-- begin Document segment --

I recently spent an hour or so with one of Hudson’s founders, Ralph Erenzo, and talked with him about the distillery, which is celebrating its 10th anniversary this year. (We also talked about climbing, Parisian bars and the splendor of the Hudson River, but that’s a story for another time.) He was in Houston on a PR trip that also included stops in Dallas and Austin.
The big news? The distillery is distributing its wares (at least Baby Bourbon and Manhattan Rye) in industry-standard 750-milliliter bottles for the first time. (Don’t worry, Hudson fans: The oh-so-lovely 375-milliliter bottles aren’t going anywhere.) Even bigger news? Those larger bottles will retail for $50 — only $5 more than the smaller bottles. Erenzo told me that his distillery’s expanded capacity is the reason behind the change: “We have become much more efficient and can make a lot more whiskey now.”
Part of the the efficiency was the result of the Hudson brand being bought in 2010 by industry giant William Grant & Sons. The transaction allowed Erenzo and team to expand its output and put enough whiskey in casks to support export markets and start filling the larger bottles. “We were delighted when William Grant & Sons reached out to us,” Erenzo said. “We share many similarities: The company is family-run, it focuses on innovative products and long-term results, and sees the business advantage in partnership, none more so than with our team at Tuthilltown Spirits. With their unique approach, they were the perfect partner to help us take Hudson Whiskey to the next level.”

-- end Document segment --
-- begin Data rows --

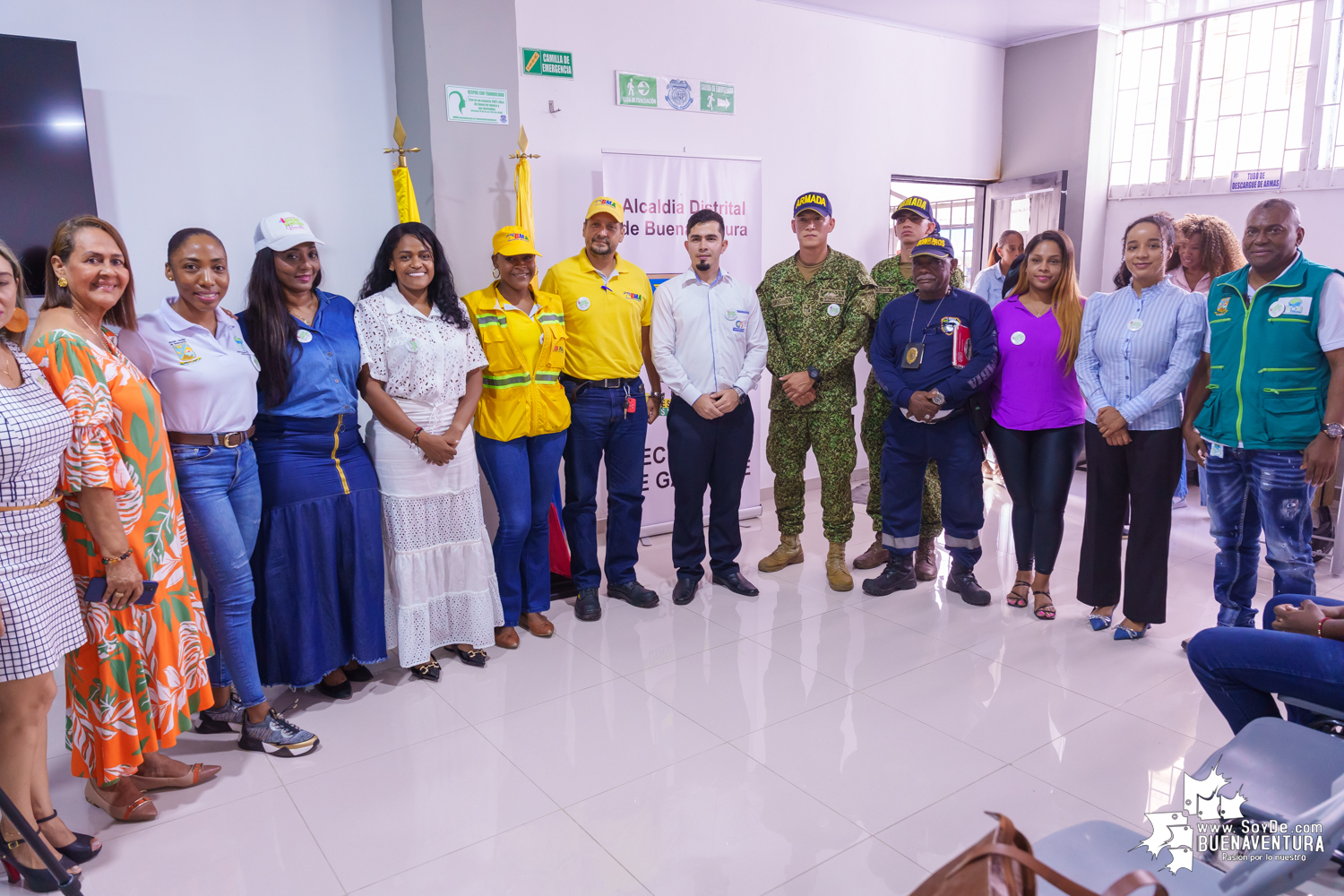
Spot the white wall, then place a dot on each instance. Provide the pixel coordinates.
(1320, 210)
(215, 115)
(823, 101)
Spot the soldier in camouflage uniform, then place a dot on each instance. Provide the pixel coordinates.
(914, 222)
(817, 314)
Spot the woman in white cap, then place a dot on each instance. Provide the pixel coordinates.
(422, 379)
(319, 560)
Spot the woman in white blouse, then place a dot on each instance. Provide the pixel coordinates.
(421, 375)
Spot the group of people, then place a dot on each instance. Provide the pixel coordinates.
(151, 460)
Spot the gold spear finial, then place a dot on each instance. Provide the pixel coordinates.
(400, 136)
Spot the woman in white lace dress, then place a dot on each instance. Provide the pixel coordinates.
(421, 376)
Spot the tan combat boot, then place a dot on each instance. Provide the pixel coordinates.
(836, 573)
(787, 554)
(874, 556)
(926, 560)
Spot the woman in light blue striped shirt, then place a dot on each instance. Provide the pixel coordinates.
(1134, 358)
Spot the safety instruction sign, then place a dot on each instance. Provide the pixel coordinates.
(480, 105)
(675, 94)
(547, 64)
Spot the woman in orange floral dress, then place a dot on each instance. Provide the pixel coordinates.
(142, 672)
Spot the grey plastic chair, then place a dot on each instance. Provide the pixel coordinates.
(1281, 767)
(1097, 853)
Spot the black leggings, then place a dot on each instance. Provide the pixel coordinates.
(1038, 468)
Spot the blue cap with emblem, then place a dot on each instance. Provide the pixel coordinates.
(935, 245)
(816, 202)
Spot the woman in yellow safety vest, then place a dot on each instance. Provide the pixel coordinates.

-- end Data rows --

__What to do__:
Extend the article about the Hudson whiskey distillery, beginning immediately after its final sentence.

__Written response__:
Erenzo is an engaging figure and is passionate about his company and the spirits industry. He has been named by The Spirits Business magazine as one of the world’s pioneering distillers and was instrumental in the movement to force U.S. legislators to change Prohibition-era laws and bureaucracy that were holding back the craft-distilling movement. During our conversation, he told me several times that if 12 years ago, someone had told him he would one day be at the helm of one of America’s most influential distilleries, he would have thought they were insane. At the time, he was trying to establish a climbing center in Upstate New York, and when that did not work out, Erenzo set about making spirits history.
When the hour was up, I bid Erenzo farewell, thinking that he was the perfect ambassador for the brand. I actually found myself wanting to drink Hudson even more, just to support what he has accomplished. I got my hands on a bottle of the Baby Bourbon a few days later, and it is drinking really well. If you like vanilla undertones, this is for you. At 92 proof, it was the first legal pot-distilled bourbon made in New York since Prohibition. It’s aged for less than four years in small (three-gallon) American oak barrels, resulting in a very impressive wood component for such a young whiskey. Next on my to-do list is getting a 750-milliliter bottle of Hudson’s Single Malt.